I will need to accept the vote, but I would suggest that obeli fits this week’s theme more closely than bittersweet fit last week’s theme. In fact I was really worried that my submission of bittersweet last week wasn’t correct while I was absolutely positive that obeli was correct this week. Oh well…3 out of 5!
Damn. Take it to the Electoral College!
I thought I was on the right track with near anagrams: blue ox/obelus (s for x); half/elah (e for f); loose/solos (s for e). But sheep/sweep didn’t really work and there was nothing for trial or basis.
The answer dawned (sixth try, at least) minutes before the deadline. I think I was solver 245 out of 249.
I almost submitted OBELI and also noticed that Matt’s second email regarding that clue did not include his usual disclaimer that the clue was not meta related. I also felt that there could be “more than one answer” to the meta. I did ultimately find my way to the correct answer. This was a fun one.
Yes, I noticed this as well! It just didn’t click enough to submit, but I thought it was very odd Matt didn’t include the disclaimer.
I didn’t include this in my long comment above, but this absolutely played into my certainty that obelus/obeli was the answer, that Matt didn’t make his usual disclaimer.
Hmm, this OBELUS thing is a most unusual case.
Without the PDF issue and subsequent correction on the clue, I would agree with the panel that this was close but that there’s just not enough to push OBELI over the edge as an alt-answer. But the existence of the correction, and the slightly-different-than-usual language in it, does complicate things.
Let me re-confer with the panel and report back here tomorrow. I mentioned the OBELUS clue in my writeup here but didn’t think it was relevant enough to mention (much less emphasize) in my note to the panel, but from comments here I see that more than one person noticed the slightly different language in the correction and thought it meant something, which I can now see the logic behind more clearly.

• _Information given_

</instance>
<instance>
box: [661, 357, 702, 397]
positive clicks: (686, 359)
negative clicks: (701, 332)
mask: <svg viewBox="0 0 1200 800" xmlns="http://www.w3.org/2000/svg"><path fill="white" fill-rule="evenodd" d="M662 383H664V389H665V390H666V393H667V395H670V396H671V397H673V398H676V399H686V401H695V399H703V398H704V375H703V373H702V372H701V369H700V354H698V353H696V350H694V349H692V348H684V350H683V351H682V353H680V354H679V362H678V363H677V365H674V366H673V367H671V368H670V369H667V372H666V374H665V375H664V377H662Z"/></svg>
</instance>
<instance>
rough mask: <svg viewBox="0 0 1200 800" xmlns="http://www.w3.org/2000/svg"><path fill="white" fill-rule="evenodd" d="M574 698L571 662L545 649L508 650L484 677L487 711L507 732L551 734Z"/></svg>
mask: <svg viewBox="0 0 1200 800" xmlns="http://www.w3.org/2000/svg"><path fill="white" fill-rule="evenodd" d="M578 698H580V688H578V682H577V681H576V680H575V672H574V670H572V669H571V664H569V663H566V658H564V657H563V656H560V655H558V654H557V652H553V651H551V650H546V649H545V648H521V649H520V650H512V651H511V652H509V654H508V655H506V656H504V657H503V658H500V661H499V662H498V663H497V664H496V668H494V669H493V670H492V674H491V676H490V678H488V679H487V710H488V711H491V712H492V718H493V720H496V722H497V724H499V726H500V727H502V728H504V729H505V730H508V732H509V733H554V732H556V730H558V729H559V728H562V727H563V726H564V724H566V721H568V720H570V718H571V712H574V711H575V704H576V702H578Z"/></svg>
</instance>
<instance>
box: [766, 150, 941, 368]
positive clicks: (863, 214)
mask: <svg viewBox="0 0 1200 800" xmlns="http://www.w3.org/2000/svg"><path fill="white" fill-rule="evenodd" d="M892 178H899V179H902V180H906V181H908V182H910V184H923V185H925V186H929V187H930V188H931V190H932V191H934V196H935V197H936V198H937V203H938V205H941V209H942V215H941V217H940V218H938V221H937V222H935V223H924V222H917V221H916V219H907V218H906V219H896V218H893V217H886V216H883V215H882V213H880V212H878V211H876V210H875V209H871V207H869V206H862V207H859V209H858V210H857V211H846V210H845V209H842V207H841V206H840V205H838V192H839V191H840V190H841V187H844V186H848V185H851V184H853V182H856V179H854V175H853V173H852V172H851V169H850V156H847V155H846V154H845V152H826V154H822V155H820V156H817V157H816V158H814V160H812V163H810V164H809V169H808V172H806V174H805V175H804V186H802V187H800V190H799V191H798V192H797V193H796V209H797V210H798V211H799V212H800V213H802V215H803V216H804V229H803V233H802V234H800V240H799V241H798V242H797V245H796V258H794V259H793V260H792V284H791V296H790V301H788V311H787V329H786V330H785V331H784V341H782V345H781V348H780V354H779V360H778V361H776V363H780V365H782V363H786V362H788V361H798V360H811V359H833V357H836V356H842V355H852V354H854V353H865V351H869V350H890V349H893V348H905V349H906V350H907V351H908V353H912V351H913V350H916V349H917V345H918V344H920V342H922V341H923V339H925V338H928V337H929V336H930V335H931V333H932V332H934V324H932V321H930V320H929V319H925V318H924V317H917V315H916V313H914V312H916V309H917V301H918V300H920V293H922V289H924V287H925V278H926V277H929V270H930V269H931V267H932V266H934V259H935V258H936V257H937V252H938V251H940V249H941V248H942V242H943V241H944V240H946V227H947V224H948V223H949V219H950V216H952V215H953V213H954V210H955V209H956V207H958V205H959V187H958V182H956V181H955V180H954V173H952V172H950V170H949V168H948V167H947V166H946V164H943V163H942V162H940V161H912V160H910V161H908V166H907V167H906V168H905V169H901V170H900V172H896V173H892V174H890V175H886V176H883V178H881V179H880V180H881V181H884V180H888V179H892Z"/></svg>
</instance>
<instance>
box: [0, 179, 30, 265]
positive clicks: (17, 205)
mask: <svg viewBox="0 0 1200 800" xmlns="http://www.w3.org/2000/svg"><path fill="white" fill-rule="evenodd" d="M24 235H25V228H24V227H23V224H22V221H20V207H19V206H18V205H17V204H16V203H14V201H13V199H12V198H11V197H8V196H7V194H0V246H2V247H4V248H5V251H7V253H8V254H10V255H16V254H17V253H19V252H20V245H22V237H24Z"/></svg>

• _Exercise_
Pick up the comment thread about the OBELI puzzle answer where it stops and continue it.

• _Answer to the exercise_
How strange that a totally unrelated issue (that the OBELUS symbol in the clue didn’t make it to the PDF because it’s an unusual symbol) that has nothing to do with the meta managed to complicate things so much.
I also noticed the omission of “this error is not meta-related” as well as that the clue would have been perfectly fine without the symbol itself as part of it.
I think Obeli misses the intended meta completely.
Funny how it has ‘divided’ the crowd, including the judges :)
With apologies to other commenters here, I would vote against accepting OBELI as an answer. The meta that Matt laid out is perfectly in line with his usual style – a five-letter answer derived from five theme entries that each produce a letter. OBELI is another example of an irregular plural, sure, but there’s nothing else in the grid to distinguish it. (And I don’t see the PDF mix-up as relevant to puzzle itself, for that matter.)
FWIW, I couldn’t crack the meta and didn’t submit anything, so this isn’t meant to be self-serving!
Same here, and agreed.
After much thought, and reading all the comments both here and from e-mails and comments sent with submissions, and after conferring with a couple of wise crossword people, I’ve decided to stick with my and then the panel’s original decision to not accept OBELI as an alternate answer to this puzzle.
I realize that it’s a close call and that there are several mitigating factors involved that push OBELI closer to acceptance, but in the end I felt it was too arbitrary an answer to accept. With 437 puzzles to go, I need to guard against expanding the range of acceptability of answers, and I believe that taking OBELI here would go too far in that direction. That may sound theoretical, but I’ve already received a number of “If you’re accepting OBELI, then how about my answer of…” notes on this puzzle.
I know some solvers will be upset by this (and that some would have been upset if I had wound up accepting it) but I think this is the best of a not-great set of choices here.
The right call, IMO.
I submitted obeli, and I agree with you. Other than it’s a different plural form, it doesn’t really answer the meta at all.